# CFLAGS y CXXFLAGS

## johpunk

buscando por google consegui el siguiente link y modifique mis cflgas y cxxflags segun mi procesador "amd 64x2" y al querer ejecutar un emerge -uavDN world pues al emerger el primer paquete liboots creo que se escribe asi pues no lo termina de compilar y practicamente paraliza o cuelgua el pc entonces viendo esto volvi a poner mis cflags y cxxflags por defecto 

 *Quote:*   

> CFLAGS="-O2 -pipe"
> 
> CXXFLAGS="-O2 -pipe"

 

en este momento estoy ejecutando el emerge -uavDN world y pues ahora si fluye de manera correcta con el unico detalle de que me e fijado que sale lo siguiente cuando empieza a compilar un paquete distinto 

 *Quote:*   

> * Filtering out invalid CXXFLAG "-02" 

 

al parecer esta mal pero segun recuerdo copie completo el cflags y cxxflag o lo e tipeado mal?

mi pregunta es que deberia de hacer para que al personalizar mis flags para mi procesador y poner esto

 *Quote:*   

> CFLAGS="-march=athlon64 -O2 -pipe"
> 
> CXXFLAGS="${CFLAGS}"

 

no suceda eso de que no termina de compilar y deje congelado el pc?

----------

## AnimAlf

No se si veo muy bien, pero parece que hallas escrito "o mayúscula más 2" en lugar de "cero + 2"

¿No lo veo bien, cierto?

----------

## Txema

Efectivamente, en  *Quote:*   

> CFLAGS="-march=athlon64 -O2 -pipe"

  ha puesto una o mayúscula (O) en lugar de un cero (0), normal que no quiera compilar, cámbialo y debería funcionar  :Wink: 

----------

## Stolz

 *Txema wrote:*   

> Efectivamente, en  *Quote:*   CFLAGS="-march=athlon64 -O2 -pipe"  ha puesto una o mayúscula (O) en lugar de un cero (0), normal que no quiera compilar, cámbialo y debería funcionar 

 

Es al revés. Lo correcto es una letra "O" mayúscula, no el número cero (0). johpunk, repasa bien lo que está puesto en make.conf porque en el mensaje de error pone cero-dos no o-dos, así es que seguramente lo tengas mal.

----------

## AnimAlf

 :Embarassed: 

----------

## johpunk

ok e cancelado el emerge -uavDN world y volvi a poner 

 *Quote:*   

> CFLAGS="-march=athlon64 -O2 -pipe"
> 
> CXXFLAGS="${CFLAGS}"

 

y ahi esta compilando, aunque me quedo la duda del pq con el dev-libs/boost no termino de compilar y congelo el pc, despues de que termine el update tratare de emerger ese paquete, en un rato les comento que tal me fue   :Very Happy:  y otra cosa que me recomendarian poner en el MAKEOPTS dejar -j2 o ponerle un numero mayor ya que cambie las cflags? o no tiene nada que ver   :Idea: 

----------

## Stolz

Como recomendación más generalizada debes poner en MAKEOPTS en número de núcleos + 1. En tu caso -j3.

* * * * *

■ OBJETIVO A ■
Edita el texto sobre CFLAGS desde "no suceda eso" hasta "veo bien, cierto?" y sustituye "congelado" por "bloqueado".
El texto y los registros no guardan ninguna relación entre sí.

* * * * *

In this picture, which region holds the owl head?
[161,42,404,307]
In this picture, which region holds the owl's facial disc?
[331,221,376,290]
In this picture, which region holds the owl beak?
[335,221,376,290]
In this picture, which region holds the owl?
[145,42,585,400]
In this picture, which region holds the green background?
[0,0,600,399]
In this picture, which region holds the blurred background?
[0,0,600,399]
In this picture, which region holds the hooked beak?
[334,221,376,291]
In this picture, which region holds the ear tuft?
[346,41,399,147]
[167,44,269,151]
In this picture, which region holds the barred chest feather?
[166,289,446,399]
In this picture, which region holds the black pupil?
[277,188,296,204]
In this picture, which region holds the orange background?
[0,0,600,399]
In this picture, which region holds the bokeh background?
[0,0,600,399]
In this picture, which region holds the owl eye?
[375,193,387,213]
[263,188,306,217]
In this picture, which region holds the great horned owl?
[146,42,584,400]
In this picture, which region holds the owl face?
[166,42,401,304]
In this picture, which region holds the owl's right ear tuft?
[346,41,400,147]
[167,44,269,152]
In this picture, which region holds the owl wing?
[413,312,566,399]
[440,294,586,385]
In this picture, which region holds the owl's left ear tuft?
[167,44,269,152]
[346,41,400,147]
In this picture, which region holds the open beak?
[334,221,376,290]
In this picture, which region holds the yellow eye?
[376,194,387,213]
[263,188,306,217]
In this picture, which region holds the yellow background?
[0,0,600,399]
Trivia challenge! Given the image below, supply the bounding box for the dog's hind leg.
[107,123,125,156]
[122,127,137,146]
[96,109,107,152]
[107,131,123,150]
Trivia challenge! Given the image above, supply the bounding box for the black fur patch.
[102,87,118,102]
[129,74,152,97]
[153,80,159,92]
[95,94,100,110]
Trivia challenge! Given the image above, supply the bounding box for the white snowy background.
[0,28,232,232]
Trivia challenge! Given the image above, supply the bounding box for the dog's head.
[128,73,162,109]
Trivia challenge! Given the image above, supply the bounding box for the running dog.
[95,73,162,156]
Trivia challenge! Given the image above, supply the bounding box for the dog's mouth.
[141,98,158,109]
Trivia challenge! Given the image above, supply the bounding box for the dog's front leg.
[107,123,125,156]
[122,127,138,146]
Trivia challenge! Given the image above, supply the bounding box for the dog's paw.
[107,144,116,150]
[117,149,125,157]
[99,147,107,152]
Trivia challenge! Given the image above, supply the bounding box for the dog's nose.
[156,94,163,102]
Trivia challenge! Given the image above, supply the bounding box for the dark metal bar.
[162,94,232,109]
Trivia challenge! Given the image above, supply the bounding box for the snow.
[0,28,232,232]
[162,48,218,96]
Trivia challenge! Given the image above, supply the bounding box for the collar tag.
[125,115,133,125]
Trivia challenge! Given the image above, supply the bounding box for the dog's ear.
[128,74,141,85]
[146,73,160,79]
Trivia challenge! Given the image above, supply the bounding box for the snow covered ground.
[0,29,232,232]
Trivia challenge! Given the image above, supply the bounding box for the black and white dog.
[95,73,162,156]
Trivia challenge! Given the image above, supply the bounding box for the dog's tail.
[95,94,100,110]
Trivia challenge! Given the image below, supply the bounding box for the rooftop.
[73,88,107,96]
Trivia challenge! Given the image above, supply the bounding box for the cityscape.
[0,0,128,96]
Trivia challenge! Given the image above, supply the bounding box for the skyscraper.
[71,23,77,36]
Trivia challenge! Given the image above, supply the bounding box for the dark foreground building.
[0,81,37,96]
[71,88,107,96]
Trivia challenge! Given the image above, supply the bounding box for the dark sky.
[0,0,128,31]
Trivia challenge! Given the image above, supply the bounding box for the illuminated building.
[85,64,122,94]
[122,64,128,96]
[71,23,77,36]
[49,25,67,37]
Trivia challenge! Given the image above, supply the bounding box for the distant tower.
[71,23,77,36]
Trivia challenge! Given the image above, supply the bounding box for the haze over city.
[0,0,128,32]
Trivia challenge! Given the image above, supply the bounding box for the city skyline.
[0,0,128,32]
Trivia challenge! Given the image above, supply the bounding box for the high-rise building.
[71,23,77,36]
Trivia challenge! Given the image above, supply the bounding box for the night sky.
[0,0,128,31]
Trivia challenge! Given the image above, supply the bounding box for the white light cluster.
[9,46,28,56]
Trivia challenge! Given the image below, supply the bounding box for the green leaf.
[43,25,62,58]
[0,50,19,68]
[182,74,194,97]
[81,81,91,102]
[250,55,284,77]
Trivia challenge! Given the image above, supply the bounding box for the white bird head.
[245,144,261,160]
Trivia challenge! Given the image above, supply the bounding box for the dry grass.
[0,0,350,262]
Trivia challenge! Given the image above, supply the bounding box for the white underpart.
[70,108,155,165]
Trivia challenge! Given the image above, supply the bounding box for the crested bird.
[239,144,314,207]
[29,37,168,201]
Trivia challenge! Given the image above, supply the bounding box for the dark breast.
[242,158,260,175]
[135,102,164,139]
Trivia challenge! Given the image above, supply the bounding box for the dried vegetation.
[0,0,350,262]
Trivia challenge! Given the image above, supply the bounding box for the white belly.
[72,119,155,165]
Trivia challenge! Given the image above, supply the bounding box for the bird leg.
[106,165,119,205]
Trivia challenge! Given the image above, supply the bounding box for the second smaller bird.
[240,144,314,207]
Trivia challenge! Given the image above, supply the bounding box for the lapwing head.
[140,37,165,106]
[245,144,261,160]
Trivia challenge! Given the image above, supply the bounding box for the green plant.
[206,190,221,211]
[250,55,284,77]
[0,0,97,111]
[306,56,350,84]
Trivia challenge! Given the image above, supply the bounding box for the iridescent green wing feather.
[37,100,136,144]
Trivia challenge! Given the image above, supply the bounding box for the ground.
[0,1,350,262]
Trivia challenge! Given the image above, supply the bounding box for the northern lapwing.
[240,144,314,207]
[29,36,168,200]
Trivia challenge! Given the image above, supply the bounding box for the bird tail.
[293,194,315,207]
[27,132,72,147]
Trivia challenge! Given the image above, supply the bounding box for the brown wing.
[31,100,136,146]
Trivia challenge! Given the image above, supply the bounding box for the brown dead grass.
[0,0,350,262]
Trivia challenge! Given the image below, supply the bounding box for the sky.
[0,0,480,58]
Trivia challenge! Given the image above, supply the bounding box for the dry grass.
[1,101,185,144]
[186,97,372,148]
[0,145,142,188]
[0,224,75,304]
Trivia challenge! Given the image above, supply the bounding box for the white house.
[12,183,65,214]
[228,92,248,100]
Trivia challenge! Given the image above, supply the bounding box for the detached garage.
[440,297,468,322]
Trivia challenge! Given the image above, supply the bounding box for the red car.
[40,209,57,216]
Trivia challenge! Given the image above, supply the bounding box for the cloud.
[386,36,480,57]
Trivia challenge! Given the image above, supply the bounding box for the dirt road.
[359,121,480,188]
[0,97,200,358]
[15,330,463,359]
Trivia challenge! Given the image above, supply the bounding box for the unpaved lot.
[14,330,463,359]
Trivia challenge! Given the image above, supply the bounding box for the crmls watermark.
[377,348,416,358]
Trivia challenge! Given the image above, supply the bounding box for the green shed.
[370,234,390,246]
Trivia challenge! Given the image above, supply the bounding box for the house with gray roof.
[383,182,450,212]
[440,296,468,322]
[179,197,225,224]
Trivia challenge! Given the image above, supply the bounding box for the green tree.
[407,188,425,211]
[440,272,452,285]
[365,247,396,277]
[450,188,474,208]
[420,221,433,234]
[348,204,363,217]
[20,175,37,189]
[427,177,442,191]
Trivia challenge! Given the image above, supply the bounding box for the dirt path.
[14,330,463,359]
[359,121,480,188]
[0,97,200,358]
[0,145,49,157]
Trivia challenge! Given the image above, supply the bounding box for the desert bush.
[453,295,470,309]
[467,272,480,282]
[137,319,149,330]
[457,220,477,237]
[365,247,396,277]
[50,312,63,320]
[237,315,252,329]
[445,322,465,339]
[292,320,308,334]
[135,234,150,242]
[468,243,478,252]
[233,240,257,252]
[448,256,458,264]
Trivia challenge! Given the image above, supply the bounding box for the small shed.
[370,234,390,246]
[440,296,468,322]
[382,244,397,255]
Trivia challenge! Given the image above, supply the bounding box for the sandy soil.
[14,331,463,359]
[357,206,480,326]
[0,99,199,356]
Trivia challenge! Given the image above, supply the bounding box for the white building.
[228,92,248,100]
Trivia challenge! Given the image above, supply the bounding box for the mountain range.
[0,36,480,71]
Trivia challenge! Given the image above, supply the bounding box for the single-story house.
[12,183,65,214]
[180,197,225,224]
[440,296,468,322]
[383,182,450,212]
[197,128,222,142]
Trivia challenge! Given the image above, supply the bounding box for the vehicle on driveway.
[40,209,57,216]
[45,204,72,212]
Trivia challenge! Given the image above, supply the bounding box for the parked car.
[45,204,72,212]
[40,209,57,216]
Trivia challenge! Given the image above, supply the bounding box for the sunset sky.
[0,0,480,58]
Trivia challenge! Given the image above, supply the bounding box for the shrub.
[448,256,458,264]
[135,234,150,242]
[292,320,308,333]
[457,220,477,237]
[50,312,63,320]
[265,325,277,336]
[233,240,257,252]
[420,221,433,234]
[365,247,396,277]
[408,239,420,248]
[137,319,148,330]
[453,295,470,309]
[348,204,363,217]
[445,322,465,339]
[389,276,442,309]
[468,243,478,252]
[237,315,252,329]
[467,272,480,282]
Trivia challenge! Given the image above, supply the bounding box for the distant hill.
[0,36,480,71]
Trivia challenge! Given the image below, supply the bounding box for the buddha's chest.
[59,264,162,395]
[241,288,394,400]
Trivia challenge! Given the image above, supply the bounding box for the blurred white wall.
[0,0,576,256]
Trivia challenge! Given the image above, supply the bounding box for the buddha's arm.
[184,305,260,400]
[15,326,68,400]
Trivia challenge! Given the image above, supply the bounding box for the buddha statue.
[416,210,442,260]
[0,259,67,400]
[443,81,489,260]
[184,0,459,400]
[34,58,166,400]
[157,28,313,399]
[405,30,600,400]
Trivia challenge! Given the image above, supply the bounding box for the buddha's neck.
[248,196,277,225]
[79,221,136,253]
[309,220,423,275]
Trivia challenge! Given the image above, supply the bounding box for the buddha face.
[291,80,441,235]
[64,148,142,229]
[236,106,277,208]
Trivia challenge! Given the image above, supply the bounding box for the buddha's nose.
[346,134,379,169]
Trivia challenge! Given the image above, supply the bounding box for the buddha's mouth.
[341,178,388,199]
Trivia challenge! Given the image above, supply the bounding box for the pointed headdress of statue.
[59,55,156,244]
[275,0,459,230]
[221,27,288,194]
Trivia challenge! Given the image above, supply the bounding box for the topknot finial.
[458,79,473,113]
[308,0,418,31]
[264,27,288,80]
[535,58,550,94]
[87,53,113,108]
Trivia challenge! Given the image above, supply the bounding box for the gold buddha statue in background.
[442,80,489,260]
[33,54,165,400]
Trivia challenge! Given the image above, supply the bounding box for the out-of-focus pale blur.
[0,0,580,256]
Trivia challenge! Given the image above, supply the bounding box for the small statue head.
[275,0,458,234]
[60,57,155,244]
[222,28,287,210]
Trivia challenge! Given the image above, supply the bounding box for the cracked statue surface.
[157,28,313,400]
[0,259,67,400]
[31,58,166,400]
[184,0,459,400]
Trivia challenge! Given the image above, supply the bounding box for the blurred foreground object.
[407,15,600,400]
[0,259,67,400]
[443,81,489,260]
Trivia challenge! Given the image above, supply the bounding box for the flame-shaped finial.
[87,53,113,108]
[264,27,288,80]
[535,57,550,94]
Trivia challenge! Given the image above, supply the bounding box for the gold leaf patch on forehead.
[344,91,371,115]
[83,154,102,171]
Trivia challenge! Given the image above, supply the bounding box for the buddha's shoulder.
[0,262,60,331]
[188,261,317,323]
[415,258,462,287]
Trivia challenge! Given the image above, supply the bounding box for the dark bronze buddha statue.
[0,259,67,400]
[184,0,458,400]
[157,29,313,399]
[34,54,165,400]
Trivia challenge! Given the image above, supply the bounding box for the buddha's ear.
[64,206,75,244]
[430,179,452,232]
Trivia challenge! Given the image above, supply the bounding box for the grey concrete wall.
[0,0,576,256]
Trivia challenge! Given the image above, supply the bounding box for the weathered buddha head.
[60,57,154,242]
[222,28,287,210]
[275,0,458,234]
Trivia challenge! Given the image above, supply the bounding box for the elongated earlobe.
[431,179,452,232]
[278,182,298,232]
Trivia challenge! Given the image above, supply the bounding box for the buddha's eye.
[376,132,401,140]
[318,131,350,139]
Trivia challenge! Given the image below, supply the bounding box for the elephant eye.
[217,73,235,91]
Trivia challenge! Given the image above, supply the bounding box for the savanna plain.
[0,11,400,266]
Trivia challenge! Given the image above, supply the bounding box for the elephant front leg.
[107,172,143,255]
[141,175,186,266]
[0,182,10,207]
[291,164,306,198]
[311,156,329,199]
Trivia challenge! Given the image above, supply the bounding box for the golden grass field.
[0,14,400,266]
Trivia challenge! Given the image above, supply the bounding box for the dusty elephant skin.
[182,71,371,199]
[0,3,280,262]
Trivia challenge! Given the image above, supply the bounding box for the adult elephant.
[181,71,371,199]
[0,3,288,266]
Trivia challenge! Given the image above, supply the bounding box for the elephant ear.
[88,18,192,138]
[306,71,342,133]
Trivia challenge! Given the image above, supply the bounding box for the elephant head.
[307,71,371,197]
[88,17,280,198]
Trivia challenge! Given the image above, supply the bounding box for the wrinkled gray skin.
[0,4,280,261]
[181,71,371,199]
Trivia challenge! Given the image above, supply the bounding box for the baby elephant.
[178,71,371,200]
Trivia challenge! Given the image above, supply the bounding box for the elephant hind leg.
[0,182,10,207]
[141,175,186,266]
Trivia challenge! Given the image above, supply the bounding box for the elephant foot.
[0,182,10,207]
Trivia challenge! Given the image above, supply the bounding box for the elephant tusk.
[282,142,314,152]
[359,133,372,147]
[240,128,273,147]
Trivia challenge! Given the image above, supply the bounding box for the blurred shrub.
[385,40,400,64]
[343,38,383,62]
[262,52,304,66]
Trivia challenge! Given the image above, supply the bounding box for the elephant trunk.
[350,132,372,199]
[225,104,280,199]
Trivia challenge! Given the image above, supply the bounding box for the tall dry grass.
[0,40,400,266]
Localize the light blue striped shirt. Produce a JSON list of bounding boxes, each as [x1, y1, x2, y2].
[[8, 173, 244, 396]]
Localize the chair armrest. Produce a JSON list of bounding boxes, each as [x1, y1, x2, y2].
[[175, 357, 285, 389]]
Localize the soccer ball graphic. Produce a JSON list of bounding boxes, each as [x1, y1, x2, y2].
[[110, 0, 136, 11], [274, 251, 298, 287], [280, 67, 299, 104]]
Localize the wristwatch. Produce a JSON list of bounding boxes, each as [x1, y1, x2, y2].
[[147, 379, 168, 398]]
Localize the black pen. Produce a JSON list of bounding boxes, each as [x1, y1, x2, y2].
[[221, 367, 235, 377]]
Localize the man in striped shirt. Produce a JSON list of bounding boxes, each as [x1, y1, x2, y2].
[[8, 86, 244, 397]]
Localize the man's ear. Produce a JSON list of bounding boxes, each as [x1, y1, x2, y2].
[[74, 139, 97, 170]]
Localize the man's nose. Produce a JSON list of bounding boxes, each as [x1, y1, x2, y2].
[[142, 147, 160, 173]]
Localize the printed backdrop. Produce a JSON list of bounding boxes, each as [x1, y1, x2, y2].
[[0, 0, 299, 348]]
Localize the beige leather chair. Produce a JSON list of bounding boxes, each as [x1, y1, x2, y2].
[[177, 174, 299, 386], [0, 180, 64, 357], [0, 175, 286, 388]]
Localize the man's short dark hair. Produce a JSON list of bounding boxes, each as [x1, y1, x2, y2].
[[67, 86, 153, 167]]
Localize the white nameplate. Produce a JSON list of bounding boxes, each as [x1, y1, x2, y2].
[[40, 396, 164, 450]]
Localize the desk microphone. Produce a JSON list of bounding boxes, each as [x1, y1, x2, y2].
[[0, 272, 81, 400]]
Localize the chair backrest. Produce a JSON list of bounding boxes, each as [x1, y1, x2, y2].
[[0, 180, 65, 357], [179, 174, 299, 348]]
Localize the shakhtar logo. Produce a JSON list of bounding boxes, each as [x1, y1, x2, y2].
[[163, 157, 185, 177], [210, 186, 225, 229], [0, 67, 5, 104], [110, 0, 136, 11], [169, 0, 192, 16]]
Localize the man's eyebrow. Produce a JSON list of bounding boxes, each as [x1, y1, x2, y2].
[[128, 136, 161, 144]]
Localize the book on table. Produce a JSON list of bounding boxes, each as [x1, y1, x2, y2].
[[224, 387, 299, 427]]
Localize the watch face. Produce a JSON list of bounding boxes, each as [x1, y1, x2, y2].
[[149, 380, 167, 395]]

* * * * *

■ OBJETIVO B ■
Reproduce literalmente los registros, desde su primera línea hasta la línea que contiene "[334,221,376,290]", ambas incluidas.

■ RESULTADO A ■
no suceda eso de que no termina de compilar y deje bloqueado el pc?

----------

## AnimAlf

No se si veo muy bien, pero parece que hallas escrito "o mayúscula más 2" en lugar de "cero + 2"

¿No lo veo bien, cierto?

■ RESULTADO B ■
In this picture, which region holds the owl head?
[161,42,404,307]
In this picture, which region holds the owl's facial disc?
[331,221,376,290]
In this picture, which region holds the owl beak?
[335,221,376,290]
In this picture, which region holds the owl?
[145,42,585,400]
In this picture, which region holds the green background?
[0,0,600,399]
In this picture, which region holds the blurred background?
[0,0,600,399]
In this picture, which region holds the hooked beak?
[334,221,376,291]
In this picture, which region holds the ear tuft?
[346,41,399,147]
[167,44,269,151]
In this picture, which region holds the barred chest feather?
[166,289,446,399]
In this picture, which region holds the black pupil?
[277,188,296,204]
In this picture, which region holds the orange background?
[0,0,600,399]
In this picture, which region holds the bokeh background?
[0,0,600,399]
In this picture, which region holds the owl eye?
[375,193,387,213]
[263,188,306,217]
In this picture, which region holds the great horned owl?
[146,42,584,400]
In this picture, which region holds the owl face?
[166,42,401,304]
In this picture, which region holds the owl's right ear tuft?
[346,41,400,147]
[167,44,269,152]
In this picture, which region holds the owl wing?
[413,312,566,399]
[440,294,586,385]
In this picture, which region holds the owl's left ear tuft?
[167,44,269,152]
[346,41,400,147]
In this picture, which region holds the open beak?
[334,221,376,290]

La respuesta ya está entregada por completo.